▶ **ENTRIES**

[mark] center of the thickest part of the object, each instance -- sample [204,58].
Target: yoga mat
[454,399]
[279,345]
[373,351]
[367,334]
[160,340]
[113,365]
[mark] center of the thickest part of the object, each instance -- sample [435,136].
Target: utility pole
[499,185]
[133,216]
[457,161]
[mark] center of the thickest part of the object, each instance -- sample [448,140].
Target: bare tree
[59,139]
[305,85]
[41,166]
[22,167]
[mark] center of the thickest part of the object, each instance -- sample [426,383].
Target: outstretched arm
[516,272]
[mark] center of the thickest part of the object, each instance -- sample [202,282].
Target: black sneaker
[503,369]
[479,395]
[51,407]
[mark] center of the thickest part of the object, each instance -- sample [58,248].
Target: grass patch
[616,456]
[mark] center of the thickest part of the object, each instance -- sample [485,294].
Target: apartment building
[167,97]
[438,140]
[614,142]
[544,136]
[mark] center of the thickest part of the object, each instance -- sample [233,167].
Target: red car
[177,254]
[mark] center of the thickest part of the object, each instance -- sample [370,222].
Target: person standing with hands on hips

▶ **WHAT IS BEING ASKED**
Copy every row above word for word, in the same order and with the same line breaks.

▶ **EXERCISE RESPONSE**
[mark] center of the thickest part of the object, each instance -- sample [204,58].
Target: yoga mat
[454,399]
[279,345]
[373,351]
[367,334]
[160,340]
[113,365]
[mark] center of the thickest part of the object, each instance -- sample [435,136].
Target: utility pole
[499,185]
[133,216]
[457,161]
[mark] center of the thickest part of the object, each instance -- sample [448,140].
Target: bare tree
[59,139]
[305,85]
[41,166]
[22,167]
[mark] center of the thickest part of the object, each instance -- sample [426,383].
Target: outstretched arm
[516,272]
[mark] center of the thickest part of the object, each instance -- sample [202,282].
Target: black sneaker
[503,369]
[479,395]
[51,407]
[mark] center of the thickest part of the object, each instance -- sample [58,248].
Target: grass patch
[616,456]
[mark] center of the thickest part of the object, each instance -- sample [485,294].
Target: apartment building
[167,97]
[438,140]
[614,142]
[544,136]
[mark] center of the thickest part of the object, each instance -- sample [233,167].
Target: red car
[177,254]
[mark] center of the thickest part of the object, each instance -- sample [370,222].
Target: person standing with hands on hips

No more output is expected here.